Beyond Justification 4 – Understanding the dance of the Trinity

Posted: May 24th, 2009 | Author: | Filed under: Justification | Tags: , , , , , , , , , , , , , , , , , , , | Comments Off on Beyond Justification 4 – Understanding the dance of the Trinity

I was struggling to frame my thoughts for the next post in this series when I realized I needed to pause for a moment and explore the Christian concept of the Trinity, that is of a triune God. I will say up front that anything and everything we can express about the essence and nature of God will always be in some sense inadequate. We are finite and God is not. This is, in fact, so true that as soon as we say something about God, we almost have to say that insofar as we’ve encountered or experienced or understood that thing, God is not like that to which are comparing him.

For instance, we can positively say, as the Holy Scriptures affirm, that God is love. But when we say that, we need to also say that the love I have or which I have experienced from others falls so short of the love that is God that in terms of the love I have known God is not love at all. God transcends my understanding of love. Nevertheless, even though it is limited and finite, my understanding and experience of love do help me begin to understand God.

If we do not maintain that tension in our thoughts, especially when discussing the Trinity, it becomes far to easy to attempt to rationalize the Trinity, to make the essence of God make sense to us. This has been true throughout Christian history. When people have fallen into this trap, they have tended to overemphasize either the oneness or the threeness of God. In so doing they have on the one hand reduced God to a single person who adopts different roles or masks. And on the other hand, they have subtly shifted to three persons who can somehow act separately, stand apart from one another, or even act in opposition to each other. Tritheism tends to be subtle rather than overt.

So it is with fear and trepidation that I venture into this arena of words, praying that I will not misspeak or be misunderstood. This discussion is risky, but it is essential. For if we do not have some understanding of the nature of the Trinity, it is not possible to understand what salvation means in the Christian sense of the word.

Before I delve into the heart of what I want to discuss, I did want to mention one principle I very recently picked up from Orthodox theology that I have found surprisingly helpful. My first reaction was “so what?”, but as I’ve reflected on it, I’ve found that it sounds simple, but runs very deep indeed. Here it is:

Everything that can be said about God is either unique to a single member of the Trinity or is common to all of the persons of the Trinity.

Here’s how it works. Most things are common to all. All are uncreated. All are love. All together fulfilled certain roles. All are creator (we see that in both Genesis and more explicitly in the NT). All are our redeemer. Redemption of creation was a wholly triune act. However, only one person is Father, one is Son, and one is Spirit. Only the Son is incarnate. Only the Son is begotten. Only the Spirit proceeds. Most importantly, no two persons of the Trinity ever share an attribute or quality or role or action that the third does not. Unique to one or common to all. Think about it. As it sinks in, I think the value of this dogma in keeping our way of thinking about God on track becomes clear.

» MATERIAL SUPPLIED:
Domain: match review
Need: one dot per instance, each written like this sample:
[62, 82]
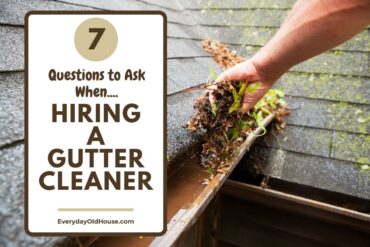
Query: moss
[326, 86]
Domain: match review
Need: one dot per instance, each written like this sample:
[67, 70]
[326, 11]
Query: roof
[329, 96]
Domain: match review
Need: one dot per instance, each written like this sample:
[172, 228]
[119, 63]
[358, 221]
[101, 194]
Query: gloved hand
[249, 72]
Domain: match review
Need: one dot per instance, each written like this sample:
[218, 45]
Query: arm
[311, 28]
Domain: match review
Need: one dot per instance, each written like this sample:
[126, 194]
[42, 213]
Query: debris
[225, 124]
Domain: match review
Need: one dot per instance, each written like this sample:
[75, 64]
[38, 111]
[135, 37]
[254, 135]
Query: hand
[248, 71]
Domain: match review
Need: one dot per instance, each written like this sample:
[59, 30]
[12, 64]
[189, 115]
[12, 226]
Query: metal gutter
[187, 197]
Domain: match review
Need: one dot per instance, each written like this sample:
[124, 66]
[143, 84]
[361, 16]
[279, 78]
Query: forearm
[312, 27]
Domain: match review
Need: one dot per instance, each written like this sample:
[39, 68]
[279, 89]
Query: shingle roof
[325, 140]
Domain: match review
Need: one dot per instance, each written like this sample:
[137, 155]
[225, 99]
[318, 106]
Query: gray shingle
[11, 43]
[13, 11]
[188, 72]
[329, 115]
[11, 107]
[182, 31]
[180, 110]
[258, 36]
[300, 139]
[248, 17]
[326, 86]
[184, 48]
[173, 4]
[237, 4]
[173, 16]
[332, 62]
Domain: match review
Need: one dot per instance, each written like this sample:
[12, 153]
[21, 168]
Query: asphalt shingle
[11, 108]
[237, 4]
[247, 17]
[352, 89]
[11, 58]
[331, 62]
[184, 48]
[13, 11]
[329, 115]
[351, 147]
[188, 72]
[258, 36]
[173, 16]
[300, 139]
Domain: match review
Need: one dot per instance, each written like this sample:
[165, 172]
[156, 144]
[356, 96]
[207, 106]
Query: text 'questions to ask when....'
[95, 122]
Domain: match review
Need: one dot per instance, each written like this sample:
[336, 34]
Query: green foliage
[259, 120]
[235, 106]
[237, 96]
[253, 87]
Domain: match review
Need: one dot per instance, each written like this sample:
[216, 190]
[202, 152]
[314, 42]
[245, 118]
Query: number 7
[99, 33]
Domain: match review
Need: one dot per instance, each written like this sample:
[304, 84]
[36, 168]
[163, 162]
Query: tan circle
[96, 39]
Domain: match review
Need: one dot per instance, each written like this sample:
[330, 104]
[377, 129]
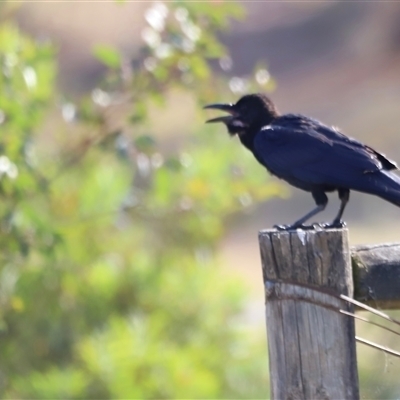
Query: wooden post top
[308, 257]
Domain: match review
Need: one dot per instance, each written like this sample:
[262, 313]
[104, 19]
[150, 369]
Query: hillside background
[336, 61]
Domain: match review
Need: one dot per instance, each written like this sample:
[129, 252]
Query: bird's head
[248, 115]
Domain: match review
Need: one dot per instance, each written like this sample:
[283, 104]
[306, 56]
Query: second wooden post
[312, 351]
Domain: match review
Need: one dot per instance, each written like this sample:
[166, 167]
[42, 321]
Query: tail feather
[387, 186]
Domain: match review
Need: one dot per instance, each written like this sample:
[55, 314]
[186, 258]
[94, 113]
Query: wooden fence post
[312, 351]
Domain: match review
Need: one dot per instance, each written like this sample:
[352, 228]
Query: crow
[309, 155]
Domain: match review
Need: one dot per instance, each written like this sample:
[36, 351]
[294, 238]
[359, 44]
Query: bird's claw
[293, 227]
[334, 224]
[316, 226]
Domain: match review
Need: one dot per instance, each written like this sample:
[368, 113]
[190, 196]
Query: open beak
[229, 108]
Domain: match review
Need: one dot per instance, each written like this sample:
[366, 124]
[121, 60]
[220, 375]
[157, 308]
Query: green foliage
[109, 286]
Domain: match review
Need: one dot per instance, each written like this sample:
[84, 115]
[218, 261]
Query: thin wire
[377, 346]
[370, 309]
[369, 321]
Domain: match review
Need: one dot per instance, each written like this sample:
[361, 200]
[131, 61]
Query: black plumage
[309, 155]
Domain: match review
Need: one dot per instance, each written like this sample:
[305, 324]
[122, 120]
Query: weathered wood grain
[376, 270]
[312, 351]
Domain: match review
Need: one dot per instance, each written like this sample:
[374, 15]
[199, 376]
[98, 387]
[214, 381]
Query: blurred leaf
[107, 55]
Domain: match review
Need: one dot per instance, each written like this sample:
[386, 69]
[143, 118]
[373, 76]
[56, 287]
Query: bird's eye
[238, 123]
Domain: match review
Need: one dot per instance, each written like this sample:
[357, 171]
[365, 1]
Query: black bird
[309, 155]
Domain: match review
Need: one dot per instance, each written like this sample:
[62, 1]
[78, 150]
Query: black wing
[302, 150]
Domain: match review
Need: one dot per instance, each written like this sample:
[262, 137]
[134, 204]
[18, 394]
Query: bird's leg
[321, 199]
[344, 196]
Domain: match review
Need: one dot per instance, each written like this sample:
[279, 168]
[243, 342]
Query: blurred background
[129, 258]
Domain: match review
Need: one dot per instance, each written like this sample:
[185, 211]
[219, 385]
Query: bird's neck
[247, 139]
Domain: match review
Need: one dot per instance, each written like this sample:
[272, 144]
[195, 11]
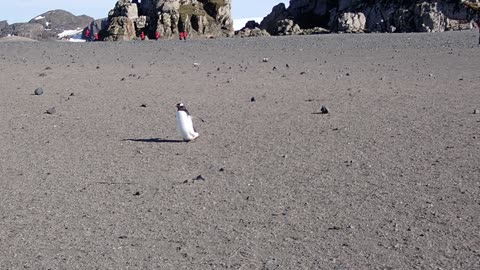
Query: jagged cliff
[369, 16]
[200, 18]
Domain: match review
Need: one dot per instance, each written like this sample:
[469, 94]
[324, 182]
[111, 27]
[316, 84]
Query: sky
[24, 10]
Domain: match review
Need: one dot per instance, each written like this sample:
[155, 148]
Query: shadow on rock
[154, 140]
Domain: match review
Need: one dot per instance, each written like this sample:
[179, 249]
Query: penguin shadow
[154, 140]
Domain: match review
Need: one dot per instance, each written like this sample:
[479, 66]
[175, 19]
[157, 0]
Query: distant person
[478, 27]
[87, 34]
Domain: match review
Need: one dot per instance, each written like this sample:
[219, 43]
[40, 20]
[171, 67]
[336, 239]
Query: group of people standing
[89, 36]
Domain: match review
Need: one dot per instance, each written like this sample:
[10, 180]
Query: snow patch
[240, 23]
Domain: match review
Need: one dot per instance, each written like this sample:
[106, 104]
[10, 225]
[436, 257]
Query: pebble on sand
[51, 110]
[38, 91]
[199, 178]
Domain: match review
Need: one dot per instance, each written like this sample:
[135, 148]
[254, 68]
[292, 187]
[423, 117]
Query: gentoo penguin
[185, 124]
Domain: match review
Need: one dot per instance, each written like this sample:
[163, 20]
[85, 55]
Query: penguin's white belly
[185, 126]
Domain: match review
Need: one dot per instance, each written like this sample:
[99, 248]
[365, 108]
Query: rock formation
[200, 18]
[3, 24]
[368, 16]
[251, 29]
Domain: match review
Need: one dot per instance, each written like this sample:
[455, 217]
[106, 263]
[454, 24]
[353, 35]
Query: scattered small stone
[51, 110]
[324, 110]
[38, 91]
[199, 178]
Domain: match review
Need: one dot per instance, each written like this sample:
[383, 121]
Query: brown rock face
[200, 18]
[121, 29]
[370, 16]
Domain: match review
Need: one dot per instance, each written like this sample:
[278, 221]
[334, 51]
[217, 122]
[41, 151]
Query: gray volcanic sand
[390, 179]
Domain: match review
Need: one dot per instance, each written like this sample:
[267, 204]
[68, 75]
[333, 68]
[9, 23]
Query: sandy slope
[389, 180]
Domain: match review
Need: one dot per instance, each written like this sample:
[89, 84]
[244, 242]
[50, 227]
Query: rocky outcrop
[251, 29]
[200, 18]
[46, 26]
[3, 24]
[369, 16]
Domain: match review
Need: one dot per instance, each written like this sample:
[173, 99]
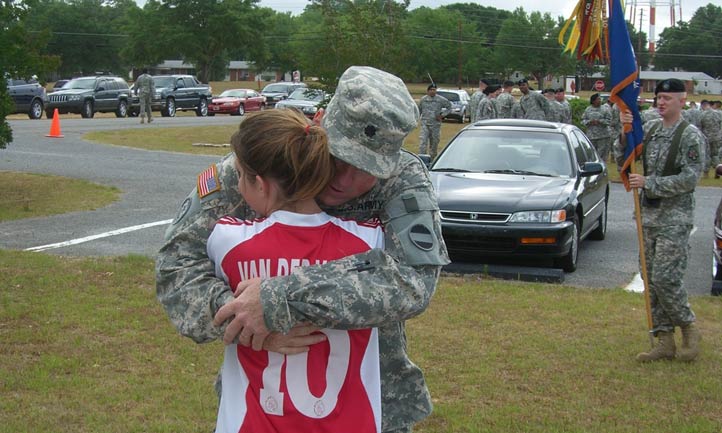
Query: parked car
[28, 97]
[275, 92]
[521, 188]
[304, 99]
[89, 95]
[180, 92]
[717, 249]
[236, 102]
[459, 102]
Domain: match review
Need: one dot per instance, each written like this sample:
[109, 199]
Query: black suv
[90, 95]
[180, 92]
[28, 96]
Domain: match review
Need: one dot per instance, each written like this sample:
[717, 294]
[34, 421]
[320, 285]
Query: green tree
[693, 46]
[20, 56]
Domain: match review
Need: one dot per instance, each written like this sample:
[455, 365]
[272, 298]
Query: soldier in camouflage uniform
[532, 104]
[667, 220]
[566, 108]
[145, 88]
[597, 120]
[476, 98]
[505, 101]
[433, 109]
[710, 122]
[366, 121]
[487, 106]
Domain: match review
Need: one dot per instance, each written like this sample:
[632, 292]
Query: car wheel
[202, 109]
[86, 112]
[36, 109]
[600, 232]
[568, 263]
[169, 110]
[122, 110]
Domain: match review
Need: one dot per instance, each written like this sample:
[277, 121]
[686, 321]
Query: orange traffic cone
[55, 126]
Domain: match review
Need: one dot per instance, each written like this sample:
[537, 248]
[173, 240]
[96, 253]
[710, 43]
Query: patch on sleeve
[208, 182]
[420, 236]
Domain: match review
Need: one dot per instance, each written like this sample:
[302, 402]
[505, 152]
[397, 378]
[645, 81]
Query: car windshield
[276, 88]
[80, 83]
[163, 81]
[508, 152]
[233, 93]
[451, 96]
[307, 95]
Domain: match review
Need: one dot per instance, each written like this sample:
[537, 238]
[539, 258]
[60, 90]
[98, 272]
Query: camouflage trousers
[429, 137]
[667, 250]
[602, 145]
[145, 110]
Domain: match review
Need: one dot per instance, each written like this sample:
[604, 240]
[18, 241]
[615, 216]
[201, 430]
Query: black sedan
[521, 189]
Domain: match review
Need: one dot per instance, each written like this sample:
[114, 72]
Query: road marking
[98, 236]
[636, 285]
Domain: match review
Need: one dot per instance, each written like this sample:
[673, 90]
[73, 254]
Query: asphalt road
[154, 184]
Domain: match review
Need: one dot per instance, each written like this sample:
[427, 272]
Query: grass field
[87, 348]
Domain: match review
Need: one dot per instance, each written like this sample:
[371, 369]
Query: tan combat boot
[664, 349]
[690, 343]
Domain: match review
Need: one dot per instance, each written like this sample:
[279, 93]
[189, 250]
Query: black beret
[670, 85]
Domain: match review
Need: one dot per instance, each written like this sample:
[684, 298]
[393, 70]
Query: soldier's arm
[692, 159]
[186, 284]
[376, 287]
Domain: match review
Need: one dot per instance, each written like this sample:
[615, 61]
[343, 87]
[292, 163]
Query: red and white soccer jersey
[335, 387]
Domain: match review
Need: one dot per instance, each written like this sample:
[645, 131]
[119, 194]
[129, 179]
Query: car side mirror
[426, 159]
[591, 169]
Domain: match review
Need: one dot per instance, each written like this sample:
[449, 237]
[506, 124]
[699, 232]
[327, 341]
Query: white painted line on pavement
[98, 236]
[636, 285]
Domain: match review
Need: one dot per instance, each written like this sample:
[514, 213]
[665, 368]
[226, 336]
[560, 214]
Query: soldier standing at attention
[566, 108]
[532, 104]
[597, 120]
[476, 98]
[433, 109]
[145, 89]
[673, 158]
[366, 122]
[505, 101]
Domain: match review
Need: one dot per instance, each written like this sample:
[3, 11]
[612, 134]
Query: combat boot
[690, 343]
[665, 348]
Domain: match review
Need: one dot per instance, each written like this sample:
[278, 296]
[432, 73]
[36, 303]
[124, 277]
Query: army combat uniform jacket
[372, 289]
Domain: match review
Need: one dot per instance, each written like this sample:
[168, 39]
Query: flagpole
[642, 259]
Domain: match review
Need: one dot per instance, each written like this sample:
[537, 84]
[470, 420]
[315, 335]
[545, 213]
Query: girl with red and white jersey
[283, 163]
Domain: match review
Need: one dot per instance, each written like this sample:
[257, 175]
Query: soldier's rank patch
[183, 210]
[208, 182]
[421, 237]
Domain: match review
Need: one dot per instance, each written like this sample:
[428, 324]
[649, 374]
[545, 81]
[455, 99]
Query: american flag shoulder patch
[208, 182]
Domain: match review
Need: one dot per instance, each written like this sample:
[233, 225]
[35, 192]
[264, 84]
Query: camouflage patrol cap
[368, 118]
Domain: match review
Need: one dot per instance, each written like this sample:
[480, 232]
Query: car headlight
[539, 216]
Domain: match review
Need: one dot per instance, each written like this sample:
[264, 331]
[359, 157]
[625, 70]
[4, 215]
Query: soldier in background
[560, 97]
[556, 112]
[505, 101]
[710, 122]
[597, 120]
[366, 121]
[670, 176]
[433, 109]
[532, 104]
[476, 98]
[145, 88]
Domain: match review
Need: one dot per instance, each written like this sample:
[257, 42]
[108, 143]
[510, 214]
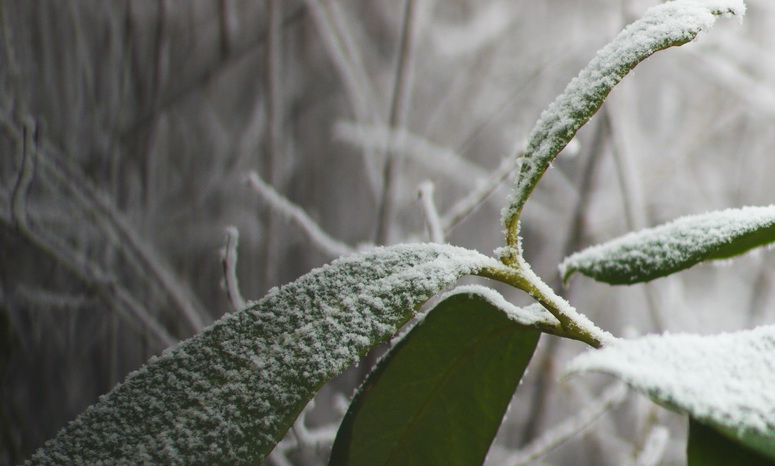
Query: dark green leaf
[678, 245]
[709, 447]
[726, 381]
[227, 395]
[439, 395]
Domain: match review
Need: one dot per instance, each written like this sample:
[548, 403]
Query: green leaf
[709, 447]
[666, 25]
[439, 395]
[657, 252]
[724, 381]
[227, 395]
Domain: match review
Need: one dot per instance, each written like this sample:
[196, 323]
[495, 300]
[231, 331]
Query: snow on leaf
[721, 380]
[666, 25]
[657, 252]
[231, 392]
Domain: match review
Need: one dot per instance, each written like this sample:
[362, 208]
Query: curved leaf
[709, 447]
[439, 395]
[657, 252]
[227, 395]
[666, 25]
[725, 381]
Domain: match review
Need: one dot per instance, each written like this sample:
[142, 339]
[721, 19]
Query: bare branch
[296, 214]
[229, 265]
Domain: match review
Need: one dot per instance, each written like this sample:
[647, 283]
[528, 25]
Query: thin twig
[296, 214]
[462, 208]
[23, 182]
[425, 193]
[274, 124]
[229, 266]
[567, 429]
[344, 54]
[396, 120]
[92, 275]
[545, 365]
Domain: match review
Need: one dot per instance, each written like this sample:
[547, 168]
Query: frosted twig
[304, 437]
[735, 80]
[91, 274]
[292, 212]
[26, 174]
[229, 265]
[396, 120]
[125, 238]
[425, 193]
[557, 435]
[477, 196]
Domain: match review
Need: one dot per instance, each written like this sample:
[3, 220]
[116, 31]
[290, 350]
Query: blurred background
[128, 130]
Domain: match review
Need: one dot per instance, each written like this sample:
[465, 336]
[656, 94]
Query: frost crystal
[227, 395]
[666, 25]
[724, 379]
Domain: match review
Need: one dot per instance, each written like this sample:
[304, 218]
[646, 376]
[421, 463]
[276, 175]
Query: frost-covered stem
[229, 265]
[395, 120]
[667, 25]
[296, 214]
[574, 325]
[425, 193]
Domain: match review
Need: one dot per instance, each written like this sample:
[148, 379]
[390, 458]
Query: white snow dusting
[655, 252]
[669, 24]
[724, 379]
[229, 394]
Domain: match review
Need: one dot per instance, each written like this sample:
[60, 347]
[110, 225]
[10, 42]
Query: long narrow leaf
[675, 246]
[666, 25]
[439, 395]
[724, 381]
[227, 395]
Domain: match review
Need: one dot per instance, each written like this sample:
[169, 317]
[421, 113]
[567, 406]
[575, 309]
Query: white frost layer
[227, 395]
[654, 252]
[665, 25]
[726, 379]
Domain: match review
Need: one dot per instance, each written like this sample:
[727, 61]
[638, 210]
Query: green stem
[573, 325]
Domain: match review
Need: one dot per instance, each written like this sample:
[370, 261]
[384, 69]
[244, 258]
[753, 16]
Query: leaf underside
[227, 395]
[657, 252]
[725, 381]
[438, 397]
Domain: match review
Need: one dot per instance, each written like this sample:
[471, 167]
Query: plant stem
[574, 325]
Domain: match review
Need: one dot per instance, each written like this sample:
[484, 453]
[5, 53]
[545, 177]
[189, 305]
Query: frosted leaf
[533, 315]
[666, 25]
[723, 380]
[227, 395]
[657, 252]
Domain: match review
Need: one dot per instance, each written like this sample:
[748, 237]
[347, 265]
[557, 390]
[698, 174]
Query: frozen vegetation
[342, 146]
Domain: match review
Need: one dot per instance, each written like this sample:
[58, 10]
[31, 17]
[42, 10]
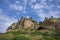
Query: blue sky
[11, 10]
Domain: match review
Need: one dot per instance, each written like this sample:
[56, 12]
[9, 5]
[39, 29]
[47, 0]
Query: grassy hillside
[29, 35]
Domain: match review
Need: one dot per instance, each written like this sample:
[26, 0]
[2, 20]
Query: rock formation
[28, 22]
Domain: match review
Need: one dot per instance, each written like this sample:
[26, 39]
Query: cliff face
[24, 23]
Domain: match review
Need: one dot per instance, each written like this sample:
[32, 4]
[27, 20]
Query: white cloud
[16, 7]
[33, 0]
[38, 6]
[58, 6]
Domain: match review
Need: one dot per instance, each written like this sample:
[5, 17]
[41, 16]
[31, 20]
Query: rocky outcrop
[28, 22]
[24, 23]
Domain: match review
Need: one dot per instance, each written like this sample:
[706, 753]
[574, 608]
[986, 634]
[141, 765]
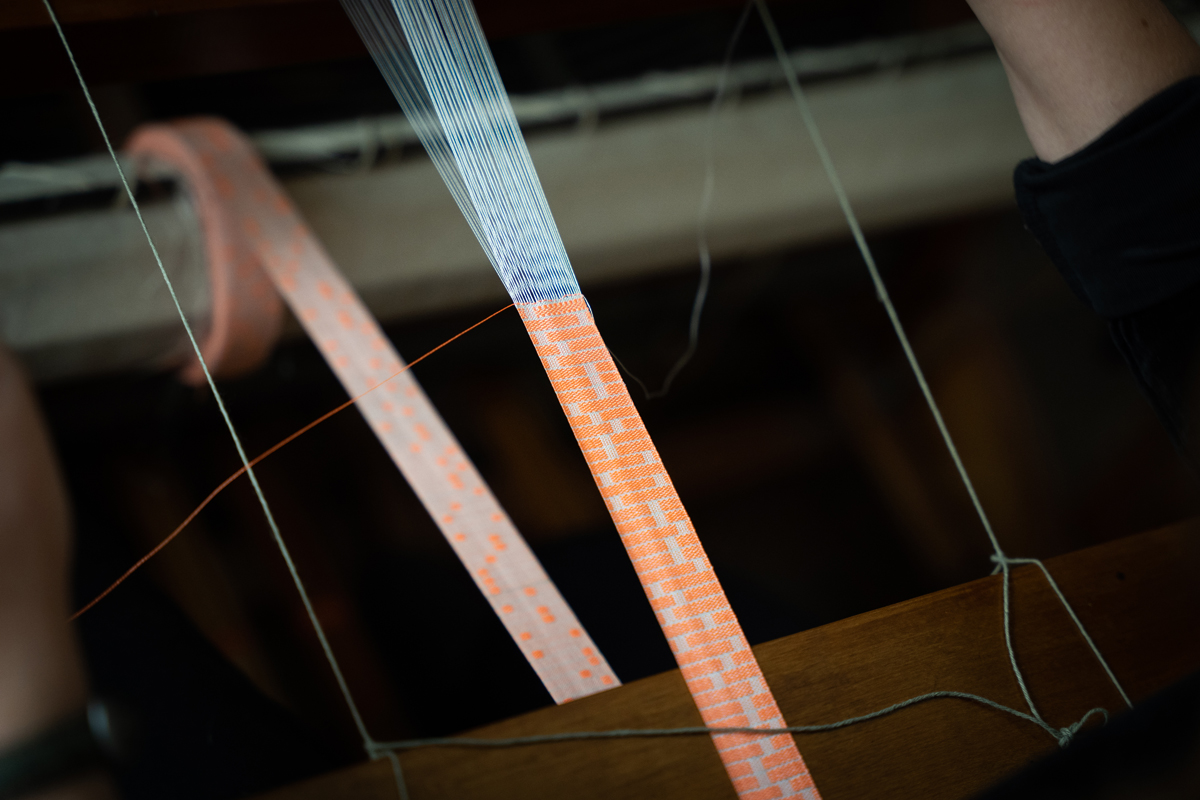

» WORK INSTRUCTIONS:
Quote the Trinity post word for word from "If we do not maintain" up to and including "rather than overt.".

» WRITTEN REPLY:
If we do not maintain that tension in our thoughts, especially when discussing the Trinity, it becomes far to easy to attempt to rationalize the Trinity, to make the essence of God make sense to us. This has been true throughout Christian history. When people have fallen into this trap, they have tended to overemphasize either the oneness or the threeness of God. In so doing they have on the one hand reduced God to a single person who adopts different roles or masks. And on the other hand, they have subtly shifted to three persons who can somehow act separately, stand apart from one another, or even act in opposition to each other. Tritheism tends to be subtle rather than overt.